Object point labels
## BEGIN
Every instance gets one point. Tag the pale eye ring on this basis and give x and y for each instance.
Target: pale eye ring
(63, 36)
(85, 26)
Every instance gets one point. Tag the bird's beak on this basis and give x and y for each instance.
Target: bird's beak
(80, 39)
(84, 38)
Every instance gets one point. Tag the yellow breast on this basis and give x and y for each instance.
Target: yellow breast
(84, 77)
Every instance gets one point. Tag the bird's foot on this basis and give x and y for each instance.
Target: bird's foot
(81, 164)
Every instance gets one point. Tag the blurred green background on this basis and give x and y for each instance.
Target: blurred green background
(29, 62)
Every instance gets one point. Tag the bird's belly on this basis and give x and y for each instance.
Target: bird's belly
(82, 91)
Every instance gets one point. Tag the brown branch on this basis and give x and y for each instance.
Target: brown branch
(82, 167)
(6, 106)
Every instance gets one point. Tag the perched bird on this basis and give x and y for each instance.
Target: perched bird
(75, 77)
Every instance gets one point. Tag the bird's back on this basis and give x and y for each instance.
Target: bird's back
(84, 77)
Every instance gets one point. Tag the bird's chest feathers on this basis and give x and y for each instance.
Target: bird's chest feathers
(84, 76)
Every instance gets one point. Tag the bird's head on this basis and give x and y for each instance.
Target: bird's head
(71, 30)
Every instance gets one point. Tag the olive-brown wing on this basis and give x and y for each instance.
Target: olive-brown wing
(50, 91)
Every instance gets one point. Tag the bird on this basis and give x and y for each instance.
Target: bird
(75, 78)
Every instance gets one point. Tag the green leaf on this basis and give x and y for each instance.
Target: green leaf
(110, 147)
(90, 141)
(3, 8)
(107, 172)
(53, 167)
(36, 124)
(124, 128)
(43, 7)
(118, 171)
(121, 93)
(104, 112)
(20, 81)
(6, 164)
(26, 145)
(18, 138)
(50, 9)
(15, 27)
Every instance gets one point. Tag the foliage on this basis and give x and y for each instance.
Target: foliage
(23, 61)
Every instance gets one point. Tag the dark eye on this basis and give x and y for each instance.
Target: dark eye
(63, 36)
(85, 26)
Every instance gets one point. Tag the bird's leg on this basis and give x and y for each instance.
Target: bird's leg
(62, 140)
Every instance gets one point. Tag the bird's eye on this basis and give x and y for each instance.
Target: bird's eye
## END
*Problem requirements:* In the records above, find the line containing "Every instance gets one point. Tag the bird's head"; please retype it and every line after it through the last line, exactly and with nothing else.

*Result of this exercise:*
Every instance gets one point. Tag the bird's head on this basis and give x and y for each instance.
Target: bird's head
(71, 30)
Every instance gets one point. Tag the olive-brown wing on this basis and give x and y for each instance.
Target: olive-brown wing
(50, 91)
Every instance gets one point. Tag the bird on this basis and give x and y for each instance.
Target: bird
(75, 78)
Every instance gets one point. Tag the green leaf on this basis and give x and y for each instance.
Target: green leaf
(110, 147)
(90, 141)
(3, 8)
(107, 172)
(53, 167)
(36, 124)
(124, 128)
(43, 7)
(118, 171)
(121, 93)
(104, 112)
(20, 81)
(6, 164)
(26, 145)
(18, 138)
(50, 9)
(15, 27)
Every instance gets one point. Tag the foliage on this basis and give x and y for each instance.
Target: foliage
(23, 61)
Every instance gets one point. Tag the dark eye on this basis and give x and y for each instance.
Target: dark eye
(63, 36)
(85, 26)
Every instance gets one point. Tag the bird's leg on this basis and give x and y for each instance.
Target: bird's leg
(62, 140)
Every instance gets one point. Tag the bird's eye on this basis and give x and y for each instance.
Target: bird's eye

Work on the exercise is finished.